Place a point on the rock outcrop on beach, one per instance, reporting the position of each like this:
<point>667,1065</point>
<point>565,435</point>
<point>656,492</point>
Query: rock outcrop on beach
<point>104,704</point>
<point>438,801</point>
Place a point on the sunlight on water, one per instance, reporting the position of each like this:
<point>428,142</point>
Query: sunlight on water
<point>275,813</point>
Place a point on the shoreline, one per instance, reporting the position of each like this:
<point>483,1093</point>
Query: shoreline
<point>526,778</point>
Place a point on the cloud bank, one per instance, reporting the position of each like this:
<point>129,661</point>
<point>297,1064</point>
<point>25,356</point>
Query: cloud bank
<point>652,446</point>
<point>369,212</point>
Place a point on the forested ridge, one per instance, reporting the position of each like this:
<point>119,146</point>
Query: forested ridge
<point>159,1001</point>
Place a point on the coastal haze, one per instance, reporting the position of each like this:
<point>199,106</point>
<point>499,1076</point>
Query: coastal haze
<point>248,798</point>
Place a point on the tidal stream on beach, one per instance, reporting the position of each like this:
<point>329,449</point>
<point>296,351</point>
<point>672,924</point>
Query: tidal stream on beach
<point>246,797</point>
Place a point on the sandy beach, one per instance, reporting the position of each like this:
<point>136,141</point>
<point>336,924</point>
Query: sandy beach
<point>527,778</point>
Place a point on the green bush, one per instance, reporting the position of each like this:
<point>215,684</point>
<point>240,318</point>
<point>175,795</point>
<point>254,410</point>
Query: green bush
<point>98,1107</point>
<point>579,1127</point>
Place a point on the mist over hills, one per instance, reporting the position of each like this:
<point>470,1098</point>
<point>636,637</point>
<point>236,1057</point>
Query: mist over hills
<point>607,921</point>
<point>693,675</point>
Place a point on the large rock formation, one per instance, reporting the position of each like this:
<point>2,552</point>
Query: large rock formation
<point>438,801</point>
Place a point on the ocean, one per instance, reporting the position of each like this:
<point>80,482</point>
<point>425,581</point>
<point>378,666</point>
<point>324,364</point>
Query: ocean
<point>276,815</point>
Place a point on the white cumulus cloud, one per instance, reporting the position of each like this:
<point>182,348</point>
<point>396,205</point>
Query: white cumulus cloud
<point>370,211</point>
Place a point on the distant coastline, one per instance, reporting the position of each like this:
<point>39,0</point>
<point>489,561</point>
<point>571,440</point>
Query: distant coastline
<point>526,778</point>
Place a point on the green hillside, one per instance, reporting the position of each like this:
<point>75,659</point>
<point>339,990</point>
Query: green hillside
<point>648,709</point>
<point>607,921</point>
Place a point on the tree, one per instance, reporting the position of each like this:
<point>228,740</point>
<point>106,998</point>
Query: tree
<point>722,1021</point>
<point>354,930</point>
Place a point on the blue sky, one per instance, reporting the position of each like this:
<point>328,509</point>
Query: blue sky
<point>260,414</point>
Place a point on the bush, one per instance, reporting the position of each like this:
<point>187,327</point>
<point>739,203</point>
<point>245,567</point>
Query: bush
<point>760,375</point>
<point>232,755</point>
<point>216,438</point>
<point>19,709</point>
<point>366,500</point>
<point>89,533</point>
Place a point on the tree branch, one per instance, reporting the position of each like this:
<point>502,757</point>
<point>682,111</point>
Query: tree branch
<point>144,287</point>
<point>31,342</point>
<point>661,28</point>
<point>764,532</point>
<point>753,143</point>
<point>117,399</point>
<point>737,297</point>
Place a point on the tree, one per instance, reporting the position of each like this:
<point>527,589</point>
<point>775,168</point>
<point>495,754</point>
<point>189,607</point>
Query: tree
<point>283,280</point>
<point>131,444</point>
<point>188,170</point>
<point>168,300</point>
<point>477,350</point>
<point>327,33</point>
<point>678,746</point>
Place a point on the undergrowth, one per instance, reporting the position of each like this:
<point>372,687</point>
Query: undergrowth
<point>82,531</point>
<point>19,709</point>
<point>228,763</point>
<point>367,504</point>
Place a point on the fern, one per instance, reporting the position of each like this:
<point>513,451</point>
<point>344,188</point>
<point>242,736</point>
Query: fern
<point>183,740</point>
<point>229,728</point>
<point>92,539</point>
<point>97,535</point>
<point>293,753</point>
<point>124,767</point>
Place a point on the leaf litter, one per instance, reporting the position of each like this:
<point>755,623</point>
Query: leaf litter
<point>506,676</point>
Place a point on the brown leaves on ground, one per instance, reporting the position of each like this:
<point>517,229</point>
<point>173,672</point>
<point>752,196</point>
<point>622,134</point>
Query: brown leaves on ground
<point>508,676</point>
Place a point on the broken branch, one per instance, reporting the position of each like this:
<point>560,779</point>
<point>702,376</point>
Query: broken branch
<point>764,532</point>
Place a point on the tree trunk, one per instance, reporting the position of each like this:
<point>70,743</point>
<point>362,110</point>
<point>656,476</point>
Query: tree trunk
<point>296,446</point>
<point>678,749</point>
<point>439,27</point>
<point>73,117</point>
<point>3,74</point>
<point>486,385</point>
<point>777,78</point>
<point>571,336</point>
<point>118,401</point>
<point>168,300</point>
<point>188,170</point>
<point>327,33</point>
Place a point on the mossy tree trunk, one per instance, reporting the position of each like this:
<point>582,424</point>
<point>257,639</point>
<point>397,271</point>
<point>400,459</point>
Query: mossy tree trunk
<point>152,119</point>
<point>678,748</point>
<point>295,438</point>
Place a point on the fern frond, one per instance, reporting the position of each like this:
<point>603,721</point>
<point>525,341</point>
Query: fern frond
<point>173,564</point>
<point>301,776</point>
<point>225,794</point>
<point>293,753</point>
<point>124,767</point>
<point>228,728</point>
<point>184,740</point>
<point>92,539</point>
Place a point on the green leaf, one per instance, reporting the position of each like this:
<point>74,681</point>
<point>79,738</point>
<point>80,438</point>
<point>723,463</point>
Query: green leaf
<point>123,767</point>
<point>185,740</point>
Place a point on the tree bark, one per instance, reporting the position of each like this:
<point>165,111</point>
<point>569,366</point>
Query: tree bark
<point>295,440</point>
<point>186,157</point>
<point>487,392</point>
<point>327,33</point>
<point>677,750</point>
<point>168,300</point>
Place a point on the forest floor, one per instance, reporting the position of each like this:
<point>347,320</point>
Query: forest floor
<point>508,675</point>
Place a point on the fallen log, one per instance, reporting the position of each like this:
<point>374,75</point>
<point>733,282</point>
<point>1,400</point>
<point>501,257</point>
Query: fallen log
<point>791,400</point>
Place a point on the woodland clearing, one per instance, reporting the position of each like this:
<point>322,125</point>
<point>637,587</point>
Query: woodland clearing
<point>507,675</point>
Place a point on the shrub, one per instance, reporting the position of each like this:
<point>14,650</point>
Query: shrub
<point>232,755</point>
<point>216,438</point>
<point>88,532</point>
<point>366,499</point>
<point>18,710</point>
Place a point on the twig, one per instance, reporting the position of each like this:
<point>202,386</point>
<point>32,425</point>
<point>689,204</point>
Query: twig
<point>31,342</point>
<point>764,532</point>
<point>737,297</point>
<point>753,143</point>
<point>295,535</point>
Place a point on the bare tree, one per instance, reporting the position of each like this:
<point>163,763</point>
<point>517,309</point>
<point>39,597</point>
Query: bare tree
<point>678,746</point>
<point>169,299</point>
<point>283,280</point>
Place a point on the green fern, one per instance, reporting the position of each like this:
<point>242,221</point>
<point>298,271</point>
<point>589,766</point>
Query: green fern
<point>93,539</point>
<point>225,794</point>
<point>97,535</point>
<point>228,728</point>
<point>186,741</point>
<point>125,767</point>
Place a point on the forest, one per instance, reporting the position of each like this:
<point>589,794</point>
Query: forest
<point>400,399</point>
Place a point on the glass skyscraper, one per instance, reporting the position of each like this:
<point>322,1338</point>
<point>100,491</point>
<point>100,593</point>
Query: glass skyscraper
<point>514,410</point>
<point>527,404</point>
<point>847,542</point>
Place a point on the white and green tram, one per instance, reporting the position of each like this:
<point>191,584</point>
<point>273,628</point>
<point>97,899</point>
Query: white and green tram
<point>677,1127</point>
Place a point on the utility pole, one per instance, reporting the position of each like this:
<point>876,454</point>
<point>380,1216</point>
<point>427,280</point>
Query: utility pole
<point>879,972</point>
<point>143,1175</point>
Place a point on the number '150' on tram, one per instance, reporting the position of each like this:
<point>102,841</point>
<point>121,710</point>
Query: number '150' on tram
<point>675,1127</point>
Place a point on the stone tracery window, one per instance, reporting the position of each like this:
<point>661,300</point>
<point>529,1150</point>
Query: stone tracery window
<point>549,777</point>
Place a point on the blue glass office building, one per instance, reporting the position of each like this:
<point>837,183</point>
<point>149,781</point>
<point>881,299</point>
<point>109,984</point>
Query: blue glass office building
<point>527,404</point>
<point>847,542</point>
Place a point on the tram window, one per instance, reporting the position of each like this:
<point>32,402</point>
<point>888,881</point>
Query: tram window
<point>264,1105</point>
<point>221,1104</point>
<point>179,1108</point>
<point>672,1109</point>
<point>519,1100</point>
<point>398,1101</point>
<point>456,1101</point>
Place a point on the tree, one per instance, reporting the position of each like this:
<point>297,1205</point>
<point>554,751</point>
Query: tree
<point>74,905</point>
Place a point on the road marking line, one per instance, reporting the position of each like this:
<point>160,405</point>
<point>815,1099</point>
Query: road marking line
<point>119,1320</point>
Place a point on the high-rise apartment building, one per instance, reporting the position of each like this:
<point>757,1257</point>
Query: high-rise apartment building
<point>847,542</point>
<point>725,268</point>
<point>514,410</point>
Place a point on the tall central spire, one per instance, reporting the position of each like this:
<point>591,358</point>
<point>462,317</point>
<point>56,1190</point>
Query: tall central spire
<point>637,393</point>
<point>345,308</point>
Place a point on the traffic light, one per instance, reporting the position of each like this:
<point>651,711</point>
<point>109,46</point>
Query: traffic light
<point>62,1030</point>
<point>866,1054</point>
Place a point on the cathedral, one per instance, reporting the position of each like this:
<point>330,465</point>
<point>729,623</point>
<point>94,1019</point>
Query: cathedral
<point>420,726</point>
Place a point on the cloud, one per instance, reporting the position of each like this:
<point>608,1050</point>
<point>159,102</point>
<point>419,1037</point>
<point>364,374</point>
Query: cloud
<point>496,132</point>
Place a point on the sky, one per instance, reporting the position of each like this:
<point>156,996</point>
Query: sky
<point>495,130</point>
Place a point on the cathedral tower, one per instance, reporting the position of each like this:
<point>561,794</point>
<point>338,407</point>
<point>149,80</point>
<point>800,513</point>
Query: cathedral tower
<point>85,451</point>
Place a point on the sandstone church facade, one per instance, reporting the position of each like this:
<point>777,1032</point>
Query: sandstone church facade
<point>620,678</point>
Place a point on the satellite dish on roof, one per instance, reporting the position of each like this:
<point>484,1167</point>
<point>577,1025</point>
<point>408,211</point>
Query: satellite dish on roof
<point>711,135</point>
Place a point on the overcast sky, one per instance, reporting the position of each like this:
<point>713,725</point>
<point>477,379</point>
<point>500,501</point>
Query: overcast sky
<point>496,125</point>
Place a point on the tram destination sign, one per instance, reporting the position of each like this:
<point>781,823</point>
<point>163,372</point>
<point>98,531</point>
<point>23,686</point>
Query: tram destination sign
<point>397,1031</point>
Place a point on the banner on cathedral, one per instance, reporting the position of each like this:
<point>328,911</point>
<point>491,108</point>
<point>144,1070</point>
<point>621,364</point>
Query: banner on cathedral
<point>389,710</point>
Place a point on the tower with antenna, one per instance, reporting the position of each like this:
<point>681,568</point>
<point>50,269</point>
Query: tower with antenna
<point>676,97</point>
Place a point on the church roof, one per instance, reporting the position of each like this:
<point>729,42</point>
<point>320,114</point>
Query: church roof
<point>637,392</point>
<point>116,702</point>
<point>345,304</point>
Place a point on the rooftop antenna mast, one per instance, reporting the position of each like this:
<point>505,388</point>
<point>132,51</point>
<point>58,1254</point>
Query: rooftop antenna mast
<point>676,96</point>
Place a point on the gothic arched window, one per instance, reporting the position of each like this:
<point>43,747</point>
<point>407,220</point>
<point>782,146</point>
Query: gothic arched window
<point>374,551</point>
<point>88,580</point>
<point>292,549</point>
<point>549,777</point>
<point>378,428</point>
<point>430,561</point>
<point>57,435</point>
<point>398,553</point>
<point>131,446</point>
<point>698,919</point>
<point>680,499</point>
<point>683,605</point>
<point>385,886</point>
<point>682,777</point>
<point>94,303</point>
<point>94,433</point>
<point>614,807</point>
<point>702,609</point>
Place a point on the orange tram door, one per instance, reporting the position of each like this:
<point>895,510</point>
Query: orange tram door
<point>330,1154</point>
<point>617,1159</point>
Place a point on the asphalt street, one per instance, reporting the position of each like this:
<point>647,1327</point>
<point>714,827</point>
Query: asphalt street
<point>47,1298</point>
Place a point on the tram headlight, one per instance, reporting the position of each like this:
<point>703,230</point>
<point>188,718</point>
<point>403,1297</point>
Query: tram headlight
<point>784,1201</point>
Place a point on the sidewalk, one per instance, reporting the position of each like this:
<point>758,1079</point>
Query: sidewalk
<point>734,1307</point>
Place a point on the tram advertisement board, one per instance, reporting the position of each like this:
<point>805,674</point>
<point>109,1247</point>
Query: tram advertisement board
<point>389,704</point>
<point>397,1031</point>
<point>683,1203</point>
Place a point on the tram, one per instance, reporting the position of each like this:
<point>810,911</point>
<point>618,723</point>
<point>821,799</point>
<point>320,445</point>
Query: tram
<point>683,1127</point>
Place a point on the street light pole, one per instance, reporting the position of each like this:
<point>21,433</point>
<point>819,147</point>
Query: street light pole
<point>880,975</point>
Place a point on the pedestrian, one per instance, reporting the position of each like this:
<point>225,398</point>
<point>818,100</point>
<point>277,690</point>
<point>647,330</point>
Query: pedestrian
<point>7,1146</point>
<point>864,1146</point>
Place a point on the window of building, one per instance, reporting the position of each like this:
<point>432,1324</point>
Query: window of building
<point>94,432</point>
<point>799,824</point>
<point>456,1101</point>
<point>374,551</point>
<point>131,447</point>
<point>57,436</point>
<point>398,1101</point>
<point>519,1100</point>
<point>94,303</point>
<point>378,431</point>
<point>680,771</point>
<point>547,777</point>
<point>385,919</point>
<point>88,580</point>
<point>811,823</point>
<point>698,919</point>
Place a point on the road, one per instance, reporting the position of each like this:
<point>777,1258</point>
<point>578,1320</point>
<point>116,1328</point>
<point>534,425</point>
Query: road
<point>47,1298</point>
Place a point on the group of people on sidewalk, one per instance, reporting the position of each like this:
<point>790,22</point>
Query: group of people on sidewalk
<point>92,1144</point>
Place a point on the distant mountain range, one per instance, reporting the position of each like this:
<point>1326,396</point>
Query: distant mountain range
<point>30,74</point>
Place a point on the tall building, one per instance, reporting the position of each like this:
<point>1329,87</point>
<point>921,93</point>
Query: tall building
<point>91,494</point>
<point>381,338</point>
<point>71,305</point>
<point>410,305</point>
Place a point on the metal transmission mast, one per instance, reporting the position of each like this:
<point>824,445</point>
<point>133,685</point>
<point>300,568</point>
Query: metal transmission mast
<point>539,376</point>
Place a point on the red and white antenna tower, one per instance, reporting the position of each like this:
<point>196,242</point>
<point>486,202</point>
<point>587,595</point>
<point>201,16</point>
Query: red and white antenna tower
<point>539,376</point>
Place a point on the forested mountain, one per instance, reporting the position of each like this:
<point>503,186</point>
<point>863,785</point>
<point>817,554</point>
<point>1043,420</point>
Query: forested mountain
※ ※ ※
Rewrite the items beginning at the line that contains "Place a point on the sky, one" and ending after the line that contains "<point>496,125</point>", changing "cathedral tower" to "bell tower" and leaving all else unchanged.

Place a point on the sky, one per instance, reporting the position of each like this:
<point>156,996</point>
Query: sky
<point>495,130</point>
Place a point on the bell tower, one per instance, reporting the position of each like this:
<point>561,794</point>
<point>338,407</point>
<point>149,80</point>
<point>800,513</point>
Query: bell tower
<point>85,451</point>
Place a point on the sandstone church facade, one per instance, reporting the position of each like this:
<point>777,1032</point>
Query: sandstone church facade
<point>620,678</point>
Place a point on the satellite dish on roof, one per instance, reporting the position of each like this:
<point>484,1167</point>
<point>577,1025</point>
<point>408,211</point>
Query: satellite dish on roof
<point>711,135</point>
Place a point on the overcast sky, one per instance, reporting the position of each like this:
<point>713,725</point>
<point>477,379</point>
<point>500,501</point>
Query: overcast sky
<point>496,125</point>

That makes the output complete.